┌─ AVAILABLE DATA

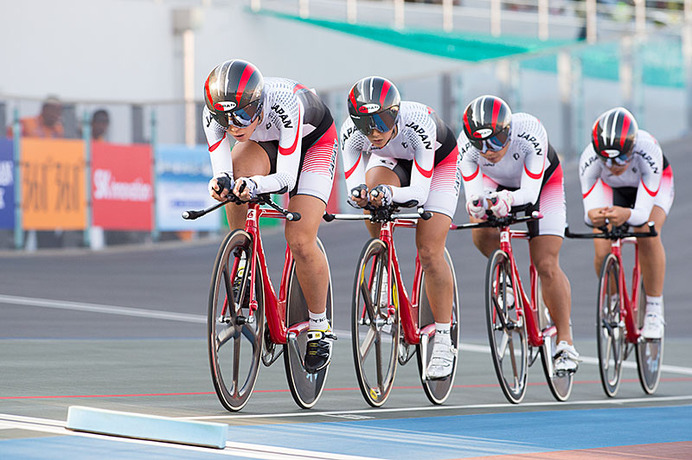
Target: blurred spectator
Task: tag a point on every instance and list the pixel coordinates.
(45, 124)
(99, 125)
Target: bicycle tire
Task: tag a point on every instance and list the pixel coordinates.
(649, 352)
(610, 326)
(560, 385)
(505, 327)
(374, 328)
(234, 337)
(438, 390)
(305, 387)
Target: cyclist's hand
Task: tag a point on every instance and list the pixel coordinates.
(475, 206)
(381, 196)
(245, 189)
(359, 196)
(220, 187)
(617, 215)
(597, 216)
(500, 202)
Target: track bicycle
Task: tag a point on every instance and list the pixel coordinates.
(387, 326)
(248, 322)
(519, 324)
(620, 313)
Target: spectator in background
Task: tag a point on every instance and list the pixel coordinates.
(100, 121)
(46, 124)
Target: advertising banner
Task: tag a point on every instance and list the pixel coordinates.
(53, 184)
(182, 175)
(122, 192)
(6, 183)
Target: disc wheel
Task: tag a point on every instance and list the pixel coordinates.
(234, 333)
(305, 387)
(610, 326)
(506, 330)
(649, 352)
(560, 384)
(374, 326)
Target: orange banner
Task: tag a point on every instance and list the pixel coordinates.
(53, 184)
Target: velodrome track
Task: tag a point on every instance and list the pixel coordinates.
(123, 329)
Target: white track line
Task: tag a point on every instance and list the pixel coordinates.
(184, 317)
(570, 404)
(234, 449)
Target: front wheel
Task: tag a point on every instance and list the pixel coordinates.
(506, 328)
(234, 331)
(438, 390)
(560, 384)
(306, 387)
(375, 324)
(649, 352)
(610, 326)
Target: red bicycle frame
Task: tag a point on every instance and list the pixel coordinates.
(408, 308)
(631, 304)
(275, 307)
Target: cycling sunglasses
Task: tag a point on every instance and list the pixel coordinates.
(613, 157)
(382, 121)
(244, 117)
(493, 144)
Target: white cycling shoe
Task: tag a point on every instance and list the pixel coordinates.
(566, 358)
(653, 326)
(441, 361)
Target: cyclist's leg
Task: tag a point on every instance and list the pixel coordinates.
(652, 255)
(431, 236)
(249, 159)
(545, 251)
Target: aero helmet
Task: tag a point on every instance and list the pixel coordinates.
(487, 123)
(234, 92)
(614, 134)
(373, 103)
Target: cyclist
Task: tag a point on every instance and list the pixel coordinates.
(507, 161)
(401, 152)
(625, 178)
(286, 141)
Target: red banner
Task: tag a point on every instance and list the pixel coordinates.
(121, 186)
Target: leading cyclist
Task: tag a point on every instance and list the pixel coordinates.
(625, 178)
(398, 151)
(286, 141)
(507, 161)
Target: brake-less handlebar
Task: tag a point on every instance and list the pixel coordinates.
(261, 199)
(614, 233)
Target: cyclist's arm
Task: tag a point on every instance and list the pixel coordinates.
(290, 151)
(470, 168)
(219, 145)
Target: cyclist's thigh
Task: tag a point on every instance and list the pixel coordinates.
(250, 159)
(311, 210)
(431, 234)
(319, 165)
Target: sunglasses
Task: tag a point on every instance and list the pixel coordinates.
(382, 121)
(613, 157)
(493, 144)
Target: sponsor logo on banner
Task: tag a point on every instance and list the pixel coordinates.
(122, 190)
(107, 188)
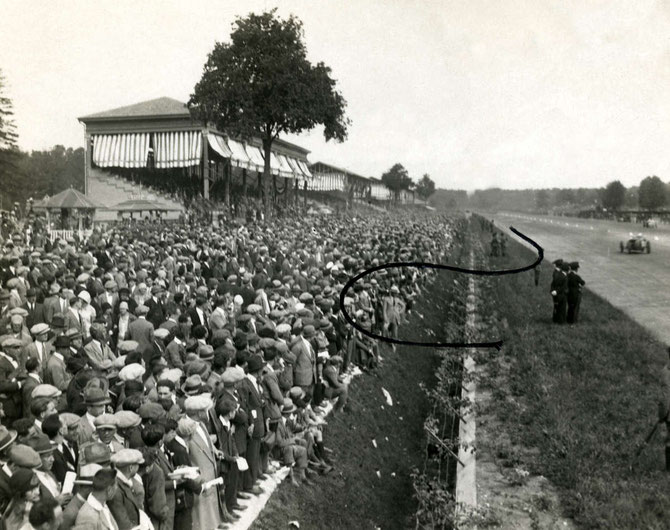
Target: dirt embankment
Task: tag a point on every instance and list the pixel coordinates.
(376, 446)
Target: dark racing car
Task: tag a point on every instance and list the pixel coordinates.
(636, 244)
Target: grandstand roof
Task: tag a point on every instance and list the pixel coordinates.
(332, 169)
(159, 107)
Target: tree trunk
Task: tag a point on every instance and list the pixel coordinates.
(267, 150)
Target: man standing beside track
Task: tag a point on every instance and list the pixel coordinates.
(559, 291)
(575, 284)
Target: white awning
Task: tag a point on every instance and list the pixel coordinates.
(177, 149)
(284, 167)
(239, 155)
(218, 143)
(295, 168)
(256, 156)
(305, 170)
(120, 150)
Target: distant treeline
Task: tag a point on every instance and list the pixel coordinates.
(40, 173)
(554, 200)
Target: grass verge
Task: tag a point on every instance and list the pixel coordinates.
(372, 487)
(574, 401)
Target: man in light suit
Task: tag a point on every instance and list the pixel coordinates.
(97, 350)
(41, 348)
(72, 316)
(95, 514)
(304, 369)
(141, 330)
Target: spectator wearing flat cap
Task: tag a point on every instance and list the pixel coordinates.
(575, 284)
(40, 349)
(206, 510)
(36, 312)
(305, 367)
(106, 432)
(25, 487)
(95, 400)
(56, 372)
(82, 489)
(128, 501)
(65, 455)
(250, 390)
(141, 330)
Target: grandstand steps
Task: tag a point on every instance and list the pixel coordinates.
(110, 189)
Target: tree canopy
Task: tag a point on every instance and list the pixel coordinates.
(614, 195)
(652, 193)
(9, 153)
(397, 179)
(425, 187)
(262, 84)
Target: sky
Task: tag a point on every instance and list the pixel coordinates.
(514, 94)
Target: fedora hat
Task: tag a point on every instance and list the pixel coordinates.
(7, 436)
(96, 396)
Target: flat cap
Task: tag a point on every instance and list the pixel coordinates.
(128, 346)
(131, 371)
(69, 419)
(45, 391)
(126, 457)
(232, 375)
(39, 329)
(198, 403)
(151, 410)
(105, 421)
(24, 456)
(96, 453)
(126, 419)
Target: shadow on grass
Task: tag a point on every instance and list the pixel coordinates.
(585, 396)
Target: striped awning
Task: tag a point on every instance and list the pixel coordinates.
(120, 150)
(218, 144)
(256, 157)
(305, 170)
(177, 149)
(239, 154)
(285, 167)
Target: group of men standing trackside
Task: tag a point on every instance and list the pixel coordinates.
(566, 291)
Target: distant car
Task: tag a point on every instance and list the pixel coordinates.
(636, 244)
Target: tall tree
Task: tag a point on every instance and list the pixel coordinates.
(9, 152)
(425, 187)
(542, 199)
(397, 179)
(262, 84)
(613, 195)
(651, 194)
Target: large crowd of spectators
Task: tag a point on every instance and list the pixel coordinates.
(154, 374)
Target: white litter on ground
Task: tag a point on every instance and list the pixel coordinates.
(388, 397)
(255, 505)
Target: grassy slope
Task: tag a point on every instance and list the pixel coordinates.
(584, 396)
(353, 496)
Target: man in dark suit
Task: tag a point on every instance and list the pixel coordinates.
(198, 313)
(251, 399)
(559, 291)
(36, 312)
(129, 498)
(65, 453)
(575, 284)
(141, 330)
(156, 314)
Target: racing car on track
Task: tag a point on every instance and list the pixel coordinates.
(637, 244)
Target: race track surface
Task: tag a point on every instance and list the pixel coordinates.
(639, 284)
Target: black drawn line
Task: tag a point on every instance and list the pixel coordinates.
(424, 265)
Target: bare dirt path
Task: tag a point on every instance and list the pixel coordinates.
(639, 284)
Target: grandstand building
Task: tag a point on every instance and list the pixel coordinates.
(154, 154)
(156, 151)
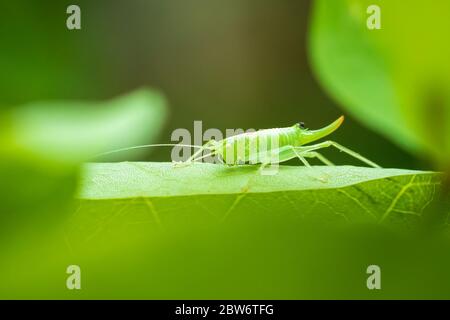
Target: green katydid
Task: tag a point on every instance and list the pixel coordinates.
(269, 146)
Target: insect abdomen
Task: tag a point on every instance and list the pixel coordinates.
(244, 147)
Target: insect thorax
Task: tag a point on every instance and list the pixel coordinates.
(253, 147)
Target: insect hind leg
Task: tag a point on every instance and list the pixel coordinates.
(330, 143)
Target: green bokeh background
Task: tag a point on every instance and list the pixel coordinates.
(233, 64)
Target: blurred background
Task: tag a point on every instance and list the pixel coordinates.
(231, 64)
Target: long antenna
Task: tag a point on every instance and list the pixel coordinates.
(146, 146)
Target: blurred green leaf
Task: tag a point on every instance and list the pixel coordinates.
(396, 80)
(149, 230)
(208, 193)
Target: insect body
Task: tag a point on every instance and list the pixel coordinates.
(276, 145)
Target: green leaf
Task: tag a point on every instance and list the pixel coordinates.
(42, 145)
(395, 80)
(214, 194)
(152, 231)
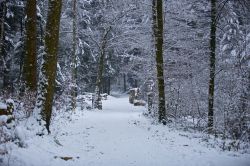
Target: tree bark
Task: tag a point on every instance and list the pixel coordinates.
(74, 60)
(30, 59)
(212, 66)
(158, 34)
(124, 83)
(49, 64)
(97, 102)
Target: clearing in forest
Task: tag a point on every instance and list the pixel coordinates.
(119, 135)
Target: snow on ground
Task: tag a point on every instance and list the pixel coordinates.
(118, 136)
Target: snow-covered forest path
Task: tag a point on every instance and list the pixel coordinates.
(119, 136)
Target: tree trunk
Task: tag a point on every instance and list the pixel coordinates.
(212, 66)
(74, 60)
(49, 64)
(30, 59)
(124, 83)
(158, 34)
(2, 36)
(97, 102)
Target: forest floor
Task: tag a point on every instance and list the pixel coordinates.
(119, 135)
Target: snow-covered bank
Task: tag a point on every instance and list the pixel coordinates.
(118, 136)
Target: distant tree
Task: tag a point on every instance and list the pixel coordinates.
(49, 64)
(74, 58)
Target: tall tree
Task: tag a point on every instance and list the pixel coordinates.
(212, 65)
(49, 64)
(29, 67)
(158, 35)
(97, 101)
(74, 59)
(3, 13)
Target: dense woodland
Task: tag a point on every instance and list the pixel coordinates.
(190, 60)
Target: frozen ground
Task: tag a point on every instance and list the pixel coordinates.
(118, 136)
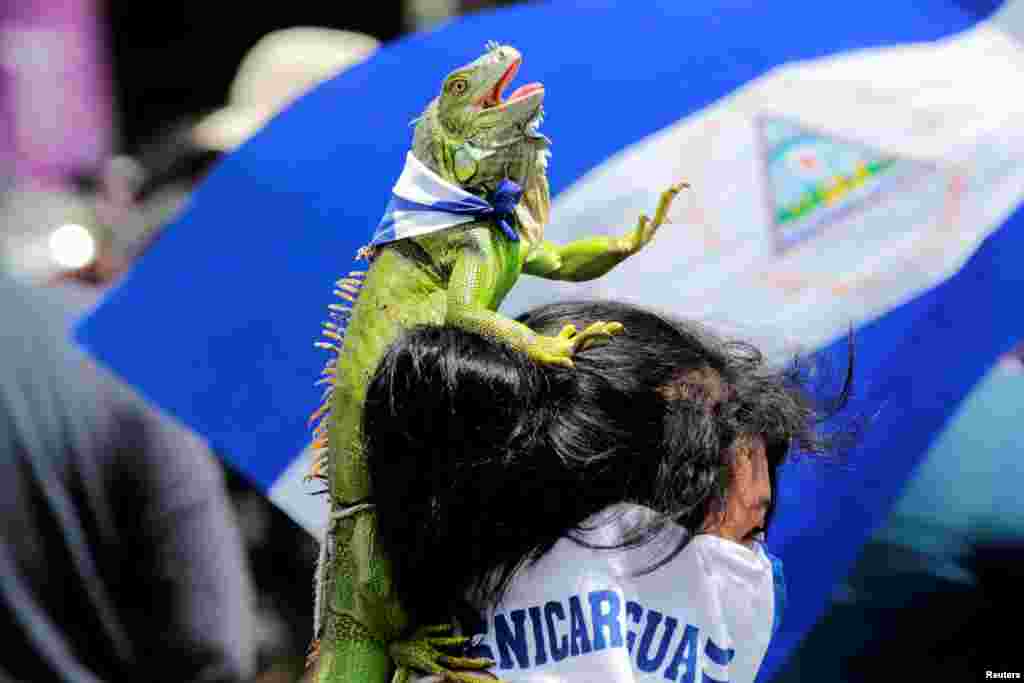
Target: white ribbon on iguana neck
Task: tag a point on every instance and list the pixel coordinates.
(422, 203)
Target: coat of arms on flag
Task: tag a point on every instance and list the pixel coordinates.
(814, 178)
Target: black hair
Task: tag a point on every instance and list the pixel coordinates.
(481, 460)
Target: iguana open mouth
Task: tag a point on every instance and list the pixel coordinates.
(494, 98)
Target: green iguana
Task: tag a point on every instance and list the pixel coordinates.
(470, 138)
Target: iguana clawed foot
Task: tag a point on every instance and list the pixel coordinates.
(644, 232)
(559, 350)
(423, 652)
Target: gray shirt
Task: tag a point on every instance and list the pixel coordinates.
(119, 556)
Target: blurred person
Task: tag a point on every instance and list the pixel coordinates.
(120, 558)
(279, 69)
(565, 514)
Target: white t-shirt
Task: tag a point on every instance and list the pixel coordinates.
(581, 614)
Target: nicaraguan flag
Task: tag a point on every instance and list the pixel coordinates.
(422, 202)
(860, 164)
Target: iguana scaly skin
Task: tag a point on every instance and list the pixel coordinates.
(472, 138)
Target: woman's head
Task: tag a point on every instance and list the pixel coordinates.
(482, 460)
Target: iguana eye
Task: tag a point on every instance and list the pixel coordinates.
(458, 86)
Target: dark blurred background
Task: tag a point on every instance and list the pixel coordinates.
(132, 82)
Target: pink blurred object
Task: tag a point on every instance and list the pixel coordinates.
(55, 90)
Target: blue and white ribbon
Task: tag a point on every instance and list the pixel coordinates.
(422, 202)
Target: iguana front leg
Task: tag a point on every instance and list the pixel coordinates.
(592, 257)
(474, 291)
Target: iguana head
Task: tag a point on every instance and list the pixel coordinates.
(473, 136)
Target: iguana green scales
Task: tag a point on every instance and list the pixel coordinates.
(471, 138)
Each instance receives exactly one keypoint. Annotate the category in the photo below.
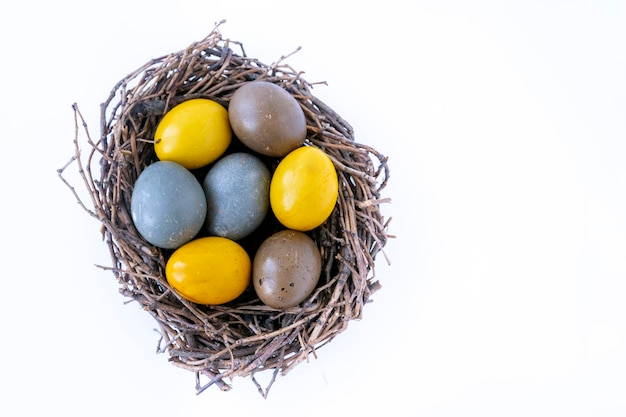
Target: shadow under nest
(242, 337)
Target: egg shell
(193, 133)
(237, 195)
(267, 118)
(209, 270)
(168, 206)
(304, 189)
(286, 269)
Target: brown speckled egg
(266, 118)
(286, 269)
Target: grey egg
(237, 193)
(168, 206)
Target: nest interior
(243, 337)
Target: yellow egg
(194, 133)
(209, 270)
(304, 189)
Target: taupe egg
(267, 119)
(286, 269)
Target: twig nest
(245, 335)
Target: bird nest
(242, 337)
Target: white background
(504, 124)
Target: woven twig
(243, 337)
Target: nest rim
(240, 338)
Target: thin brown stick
(244, 337)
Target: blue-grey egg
(168, 205)
(237, 193)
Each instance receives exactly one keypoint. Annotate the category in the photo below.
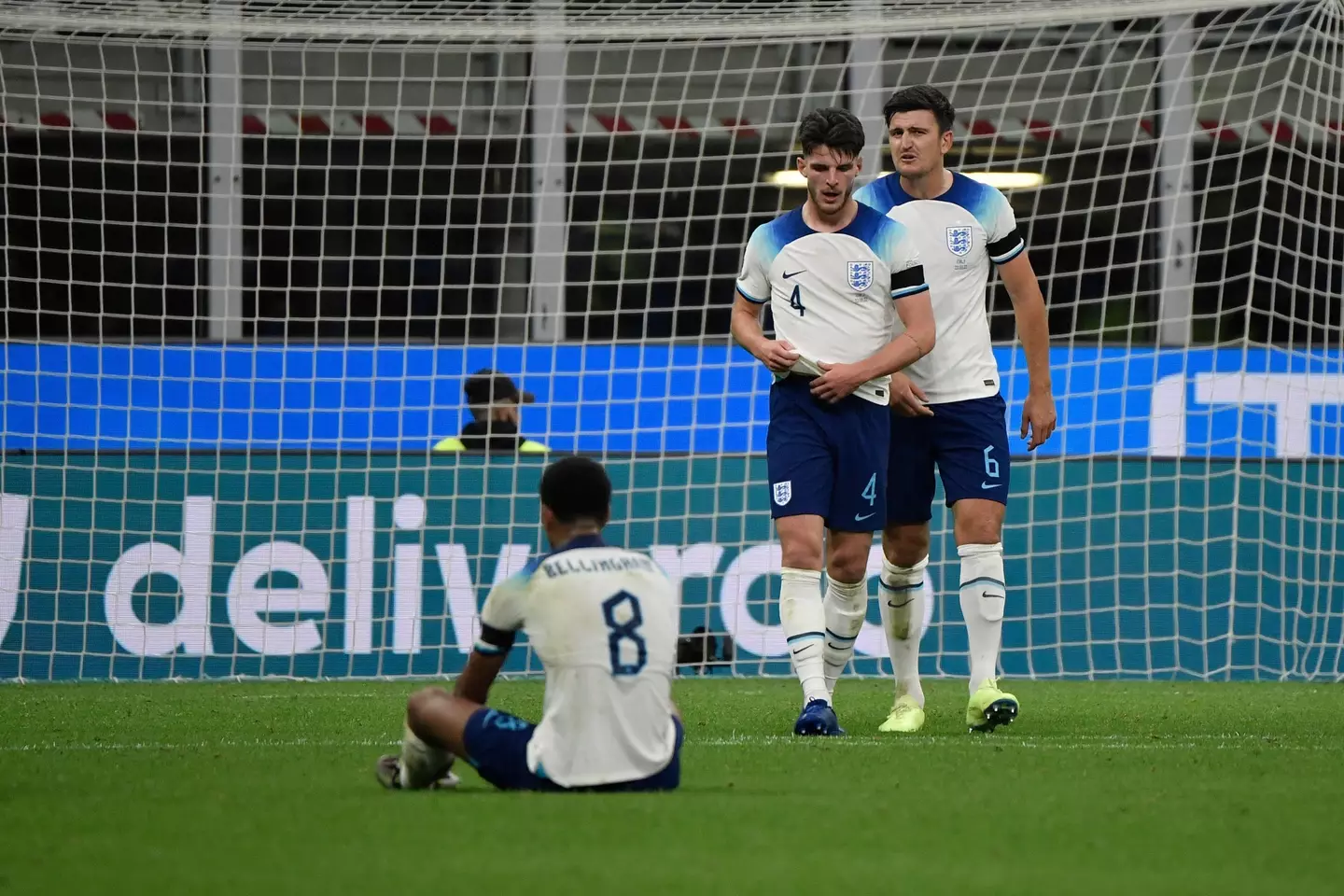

└─

Identify every line in the listing above that contains the string "cyclist", treating uppercase and lowercase letters as distinct, and copy each such line.

* **THE ANSWER**
Target: cyclist's hand
Target: cyclist's leg
Target: cyclist
Target: leading cyclist
Target: cyclist's arm
Target: cyclist's thigh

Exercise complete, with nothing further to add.